» **Tarefa curta A**:
Transcreva o trecho do texto sobre violência urbana que começa nas palavras "Violência urbana" e termina depois de "só se for indispensável.".

» **Texto de origem**:
-------------------------

Prisão Domiciliar

Violência urbana

Só saia de casa à noite se for indispensável. Ao entrar e sair de seu domicílio verifique o território. Crianças e jovens devem circular sob tutela. No transporte público, observe os outros passageiros, jamais descuide seus objetos pessoais. Na rua, detecte atitudes suspeitas e afaste-se. Instale grades, cercas elétricas, câmeras, cães e contrate um serviço particular de policiamento armado. De carro não abra os vidros, não pare. Viva em condomínios ou bairros fechados. Se ameaçado, obedeça. Pensando bem, não saia de casa de dia também, só se for indispensável. 

Esse modo de vida pode ter vários nomes: prisão domiciliar, presídio semi-aberto às avessas, toque de recolher, talvez um pouco de cada. Curioso é que parecemos estar nos conformando, não sem queixas, mas no fundo vamos passivamente incorporando cada novo limiar do cerceamento da nossa liberdade. Donde provém a capacidade para se adaptar a essa nova forma de prisão?

-------------------------

» **Informações fornecidas**:
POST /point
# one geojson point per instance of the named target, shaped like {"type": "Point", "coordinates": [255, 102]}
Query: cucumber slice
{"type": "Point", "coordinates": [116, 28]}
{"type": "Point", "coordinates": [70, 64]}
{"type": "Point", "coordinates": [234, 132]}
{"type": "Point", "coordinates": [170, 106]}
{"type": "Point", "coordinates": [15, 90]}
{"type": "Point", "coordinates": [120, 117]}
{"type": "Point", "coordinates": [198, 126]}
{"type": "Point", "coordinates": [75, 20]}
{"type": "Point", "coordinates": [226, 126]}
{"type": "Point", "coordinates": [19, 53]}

-------------------------

» **Tarefa curta B**:
Reescreva todas as linhas dos registros como uma lista numerada, deixando de fora as linhas em branco.

» **Resposta da tarefa A**:
Violência urbana

Só saia de casa à noite se for indispensável. Ao entrar e sair de seu domicílio verifique o território. Crianças e jovens devem circular sob tutela. No transporte público, observe os outros passageiros, jamais descuide seus objetos pessoais. Na rua, detecte atitudes suspeitas e afaste-se. Instale grades, cercas elétricas, câmeras, cães e contrate um serviço particular de policiamento armado. De carro não abra os vidros, não pare. Viva em condomínios ou bairros fechados. Se ameaçado, obedeça. Pensando bem, não saia de casa de dia também, só se for indispensável.

» **Resposta da tarefa B**:
1. POST /point
2. # one geojson point per instance of the named target, shaped like {"type": "Point", "coordinates": [255, 102]}
3. Query: cucumber slice
4. {"type": "Point", "coordinates": [116, 28]}
5. {"type": "Point", "coordinates": [70, 64]}
6. {"type": "Point", "coordinates": [234, 132]}
7. {"type": "Point", "coordinates": [170, 106]}
8. {"type": "Point", "coordinates": [15, 90]}
9. {"type": "Point", "coordinates": [120, 117]}
10. {"type": "Point", "coordinates": [198, 126]}
11. {"type": "Point", "coordinates": [75, 20]}
12. {"type": "Point", "coordinates": [226, 126]}
13. {"type": "Point", "coordinates": [19, 53]}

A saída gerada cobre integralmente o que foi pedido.